Direction — Update the entries below by putting "dot" wherever "single pin" appears, and keep everything else the same.

Material supplied —
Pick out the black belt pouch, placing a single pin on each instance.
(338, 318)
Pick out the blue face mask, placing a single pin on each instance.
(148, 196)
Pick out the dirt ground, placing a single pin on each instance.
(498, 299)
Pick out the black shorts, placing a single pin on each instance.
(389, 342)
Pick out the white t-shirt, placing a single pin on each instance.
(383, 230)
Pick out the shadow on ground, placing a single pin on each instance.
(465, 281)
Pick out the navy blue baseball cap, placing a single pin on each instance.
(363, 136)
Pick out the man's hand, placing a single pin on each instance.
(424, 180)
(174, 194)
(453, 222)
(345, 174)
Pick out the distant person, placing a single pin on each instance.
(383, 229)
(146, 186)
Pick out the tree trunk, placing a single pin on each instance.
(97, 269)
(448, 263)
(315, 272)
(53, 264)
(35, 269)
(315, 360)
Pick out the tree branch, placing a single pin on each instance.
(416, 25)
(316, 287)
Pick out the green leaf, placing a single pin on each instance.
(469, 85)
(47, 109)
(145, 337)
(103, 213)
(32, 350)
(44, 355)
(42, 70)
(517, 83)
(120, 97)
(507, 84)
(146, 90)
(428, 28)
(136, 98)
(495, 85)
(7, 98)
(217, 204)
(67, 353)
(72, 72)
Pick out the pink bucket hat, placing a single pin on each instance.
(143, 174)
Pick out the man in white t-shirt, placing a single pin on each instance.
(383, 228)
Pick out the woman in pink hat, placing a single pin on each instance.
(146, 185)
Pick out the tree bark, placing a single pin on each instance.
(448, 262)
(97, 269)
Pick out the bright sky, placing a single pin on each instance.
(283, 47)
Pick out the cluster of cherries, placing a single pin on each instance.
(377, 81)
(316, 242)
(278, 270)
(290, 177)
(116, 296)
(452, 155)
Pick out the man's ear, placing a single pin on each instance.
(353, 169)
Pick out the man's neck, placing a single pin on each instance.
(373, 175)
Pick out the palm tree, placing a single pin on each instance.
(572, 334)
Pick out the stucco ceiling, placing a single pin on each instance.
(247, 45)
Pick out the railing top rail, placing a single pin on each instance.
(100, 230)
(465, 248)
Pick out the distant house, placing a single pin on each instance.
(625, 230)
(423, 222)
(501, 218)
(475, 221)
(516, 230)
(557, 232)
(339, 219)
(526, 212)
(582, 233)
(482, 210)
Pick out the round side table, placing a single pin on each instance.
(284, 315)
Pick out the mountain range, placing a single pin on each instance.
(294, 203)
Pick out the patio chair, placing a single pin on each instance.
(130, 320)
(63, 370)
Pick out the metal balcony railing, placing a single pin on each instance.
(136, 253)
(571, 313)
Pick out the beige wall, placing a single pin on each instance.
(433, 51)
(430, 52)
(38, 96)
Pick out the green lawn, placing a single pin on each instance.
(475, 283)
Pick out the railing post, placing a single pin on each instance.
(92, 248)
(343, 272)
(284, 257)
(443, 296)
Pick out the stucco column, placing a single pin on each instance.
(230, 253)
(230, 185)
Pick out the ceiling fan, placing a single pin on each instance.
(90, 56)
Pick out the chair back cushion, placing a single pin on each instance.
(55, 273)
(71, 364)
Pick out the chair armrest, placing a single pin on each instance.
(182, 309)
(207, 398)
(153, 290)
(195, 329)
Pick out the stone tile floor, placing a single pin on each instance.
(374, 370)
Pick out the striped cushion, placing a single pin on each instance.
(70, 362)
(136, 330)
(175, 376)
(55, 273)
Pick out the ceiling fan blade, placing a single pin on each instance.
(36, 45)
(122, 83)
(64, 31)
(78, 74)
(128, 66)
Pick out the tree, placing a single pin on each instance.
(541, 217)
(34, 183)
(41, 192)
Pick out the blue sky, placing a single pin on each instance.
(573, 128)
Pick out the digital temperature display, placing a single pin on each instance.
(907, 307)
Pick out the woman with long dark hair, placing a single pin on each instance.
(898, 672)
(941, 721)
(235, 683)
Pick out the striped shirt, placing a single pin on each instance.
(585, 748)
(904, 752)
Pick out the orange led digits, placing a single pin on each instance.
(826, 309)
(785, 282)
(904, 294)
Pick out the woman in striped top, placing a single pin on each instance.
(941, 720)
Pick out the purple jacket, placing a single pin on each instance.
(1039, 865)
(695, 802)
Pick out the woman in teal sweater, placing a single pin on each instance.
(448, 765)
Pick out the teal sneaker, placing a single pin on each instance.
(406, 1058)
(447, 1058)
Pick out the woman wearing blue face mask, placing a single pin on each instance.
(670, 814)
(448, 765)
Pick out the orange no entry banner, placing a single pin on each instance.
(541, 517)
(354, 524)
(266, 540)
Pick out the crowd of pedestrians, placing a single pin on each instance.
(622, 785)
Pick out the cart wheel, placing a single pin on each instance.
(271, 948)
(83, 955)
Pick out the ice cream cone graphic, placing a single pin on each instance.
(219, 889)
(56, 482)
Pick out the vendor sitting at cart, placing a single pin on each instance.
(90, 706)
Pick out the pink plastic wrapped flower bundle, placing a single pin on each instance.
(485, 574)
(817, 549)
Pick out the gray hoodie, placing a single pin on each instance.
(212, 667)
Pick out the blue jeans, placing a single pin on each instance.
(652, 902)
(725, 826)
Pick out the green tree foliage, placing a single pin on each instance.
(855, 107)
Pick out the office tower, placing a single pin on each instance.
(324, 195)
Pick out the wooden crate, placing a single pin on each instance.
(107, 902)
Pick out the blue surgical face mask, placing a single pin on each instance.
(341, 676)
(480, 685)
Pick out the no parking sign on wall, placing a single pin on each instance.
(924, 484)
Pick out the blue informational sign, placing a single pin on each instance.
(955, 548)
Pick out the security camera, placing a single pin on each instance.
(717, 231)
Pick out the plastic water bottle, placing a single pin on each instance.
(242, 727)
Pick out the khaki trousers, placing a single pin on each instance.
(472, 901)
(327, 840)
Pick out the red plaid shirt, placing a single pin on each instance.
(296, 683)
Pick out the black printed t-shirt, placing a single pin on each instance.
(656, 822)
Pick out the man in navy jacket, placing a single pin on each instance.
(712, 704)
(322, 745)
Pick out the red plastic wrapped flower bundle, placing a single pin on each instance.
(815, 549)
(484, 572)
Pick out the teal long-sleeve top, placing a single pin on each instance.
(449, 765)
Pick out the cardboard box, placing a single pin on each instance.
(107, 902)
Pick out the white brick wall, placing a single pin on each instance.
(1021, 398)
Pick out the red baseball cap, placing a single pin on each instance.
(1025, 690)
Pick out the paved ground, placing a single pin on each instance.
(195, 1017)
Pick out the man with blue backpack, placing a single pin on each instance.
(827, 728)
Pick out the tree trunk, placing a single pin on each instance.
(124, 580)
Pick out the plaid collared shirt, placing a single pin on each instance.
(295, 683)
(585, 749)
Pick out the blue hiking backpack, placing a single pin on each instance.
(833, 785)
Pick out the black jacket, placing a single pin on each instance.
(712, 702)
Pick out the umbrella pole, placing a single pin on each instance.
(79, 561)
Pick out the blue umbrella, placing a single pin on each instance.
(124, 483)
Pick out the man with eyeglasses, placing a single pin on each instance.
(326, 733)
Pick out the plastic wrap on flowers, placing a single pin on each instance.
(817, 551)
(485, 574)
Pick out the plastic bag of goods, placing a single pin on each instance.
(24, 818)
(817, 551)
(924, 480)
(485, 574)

Completed exercise —
Pick out the black belt pouch, placing a dot on each instance.
(338, 318)
Pick out the blue face mask, placing a dot on each instance.
(148, 196)
Pick out the dirt ground, placing a dot on each instance.
(498, 299)
Pick out the black shorts, placing a dot on each instance.
(389, 342)
Pick out the white t-shirt, placing a dot on each instance.
(383, 230)
Pick out the shadow on ground, placing a dot on each instance.
(465, 281)
Pick out the navy blue baseball cap, placing a dot on each instance.
(363, 136)
Pick out the man's hand, placing a dot on each instance.
(424, 180)
(174, 194)
(453, 222)
(345, 174)
Pick out the distant person, placing a dot on each instance.
(383, 229)
(146, 186)
Pick out the tree trunk, placing a dot on each instance.
(97, 269)
(448, 263)
(315, 272)
(53, 264)
(35, 269)
(315, 360)
Pick out the tree branch, placing a dot on each instance.
(416, 25)
(316, 287)
Pick out the green leaf, placing a dot on each instance.
(469, 85)
(47, 109)
(145, 337)
(103, 213)
(32, 350)
(44, 355)
(42, 70)
(517, 83)
(120, 97)
(507, 84)
(146, 90)
(428, 28)
(136, 98)
(495, 85)
(7, 98)
(217, 204)
(67, 353)
(72, 72)
Pick out the pink bucket hat, placing a dot on each instance.
(143, 174)
Pick out the man in white t-shirt, placing a dot on each instance.
(383, 228)
Pick out the woman in pink hat, placing a dot on each instance.
(146, 185)
Pick out the tree bark, placing a dot on each instance.
(448, 262)
(97, 269)
Pick out the bright sky, placing a dot on each instance.
(283, 47)
Pick out the cluster of cherries, placing a dot on each instance.
(377, 81)
(316, 242)
(278, 270)
(290, 177)
(116, 296)
(452, 155)
Pick out the man's ear, placing a dot on each instance.
(353, 169)
Pick out the man's neck, placing a dot on each instance.
(373, 175)
Pick out the palm tree, placing a dot on each instance.
(572, 334)
Pick out the stucco ceiling, placing a dot on each instance.
(247, 45)
Pick out the railing top rail, placing a dot on each instance.
(100, 230)
(465, 248)
Pick out the distant house, placing a dot on each instance.
(625, 230)
(423, 222)
(501, 218)
(475, 221)
(516, 230)
(557, 232)
(339, 219)
(526, 212)
(582, 233)
(482, 210)
Pick out the round side table, placing a dot on each instance.
(284, 315)
Pick out the mountain range, placing a dot on each instance.
(294, 203)
Pick out the patio chair, placing a dot on each instance.
(130, 320)
(63, 370)
Pick out the metal balcony railing, placing a dot on each instance.
(136, 253)
(571, 313)
Pick out the beige wall, placing a dot on each instance.
(433, 51)
(430, 52)
(38, 96)
Pick out the green lawn, placing a dot on each instance.
(475, 283)
Pick out the railing post, placing a dot on each instance.
(92, 248)
(343, 272)
(284, 257)
(443, 296)
Pick out the stucco column, placing a dot on each instance.
(230, 253)
(230, 185)
Pick out the ceiling fan, placing a dot on each instance.
(90, 56)
Pick out the chair back cushion, placing a dot on each instance.
(55, 273)
(71, 364)
Pick out the chair armrest, placing a dot on each instance.
(182, 309)
(207, 398)
(153, 290)
(195, 329)
Pick out the stone tile floor, placing a dot on each instance.
(374, 370)
Pick out the striped cushion, placing a dot on each instance.
(70, 362)
(136, 330)
(175, 376)
(55, 273)
Pick out the ceiling fan blade, placing a dot on each instance.
(36, 45)
(122, 83)
(64, 31)
(78, 74)
(128, 66)
Pick out the tree, placing a dot on each instance.
(541, 217)
(34, 183)
(41, 192)
Pick out the blue sky, placing a dot on each instance.
(573, 128)
Pick out the digital temperature display, placing a dot on each instance.
(907, 307)
Pick out the woman with long dark hair, placing a dot on each instance.
(898, 672)
(941, 721)
(235, 683)
Pick out the striped shirt, placing a dot on each instance.
(585, 748)
(904, 752)
Pick out the orange led digits, placing a dot on each instance.
(826, 309)
(785, 282)
(904, 294)
Pick out the woman in striped top, placing a dot on each instance.
(941, 720)
Pick out the purple jacket, placing a dot on each instance.
(1039, 865)
(695, 802)
Pick out the woman in teal sweater, placing a dot on each instance.
(448, 765)
Pick out the teal sneaker, placing a dot on each instance.
(406, 1058)
(447, 1058)
Pick out the woman wearing blue face mask, placing a dot on each instance.
(670, 814)
(448, 765)
Pick out the orange no entry banner, placing a dot on each instance.
(541, 517)
(354, 524)
(266, 540)
Pick out the crowd of pedestrians, placing a dot on each instance.
(622, 785)
Pick out the cart wheel, placing a dot on each instance.
(271, 948)
(83, 955)
Pick out the ice cream cone graphic, placing a dot on each instance.
(219, 889)
(56, 482)
Pick out the vendor sitting at cart, placing a dot on each instance.
(90, 706)
Pick out the pink plastic wrapped flower bundle, placing a dot on each instance.
(485, 574)
(817, 549)
Pick out the gray hoodie, placing a dot on each instance.
(212, 667)
Pick out the blue jeans, placing a dot on each instance.
(652, 902)
(725, 826)
Pick out the green tree foliage, placing a dot on each instance.
(855, 107)
Pick out the office tower, placing a dot on each instance.
(324, 195)
Pick out the wooden crate, placing a dot on each instance.
(107, 902)
Pick out the blue surgical face mask, placing a dot on each instance.
(341, 676)
(480, 685)
Pick out the no parking sign on wall, placing a dot on each instance.
(924, 484)
Pick out the blue informational sign, placing a dot on each instance.
(955, 548)
Pick out the security camera, placing a dot on each instance.
(717, 231)
Pick out the plastic water bottle, placing a dot on each instance.
(242, 727)
Pick out the khaki trousers, placing a dot on each instance.
(472, 901)
(327, 840)
Pick out the red plaid shirt, placing a dot on each instance.
(296, 683)
Pick out the black printed t-shirt, placing a dot on each instance.
(656, 822)
Pick out the man in navy jacket, placing a dot on each instance.
(712, 704)
(322, 745)
Pick out the red plastic wrapped flower bundle, placing a dot on each instance.
(815, 549)
(484, 572)
Pick out the teal long-sleeve top, placing a dot on each instance.
(449, 765)
Pick out the cardboard box, placing a dot on each instance.
(107, 902)
Pick out the white brick wall, placing a dot on each instance.
(1021, 398)
Pick out the red baseball cap, placing a dot on each instance.
(1025, 690)
Pick out the paved ground, placing a dot on each instance.
(195, 1017)
Pick out the man with blue backpack, placing a dot on each instance.
(827, 728)
Pick out the tree trunk, placing a dot on each instance.
(124, 580)
Pick out the plaid collared shirt, placing a dot on each instance.
(295, 683)
(585, 749)
Pick out the blue hiking backpack, placing a dot on each instance.
(833, 785)
Pick out the black jacket, placing a dot on each instance.
(712, 702)
Pick out the umbrella pole, placing a dot on each instance.
(79, 561)
Pick out the blue umbrella, placing a dot on each instance.
(124, 483)
Pick out the man with eyeglasses, placing a dot on each instance.
(326, 733)
Pick out the plastic wrap on flowers, placing a dot on each instance.
(817, 551)
(485, 574)
Pick out the plastic bag of goods, placing a dot on each instance.
(24, 818)
(817, 551)
(924, 480)
(485, 574)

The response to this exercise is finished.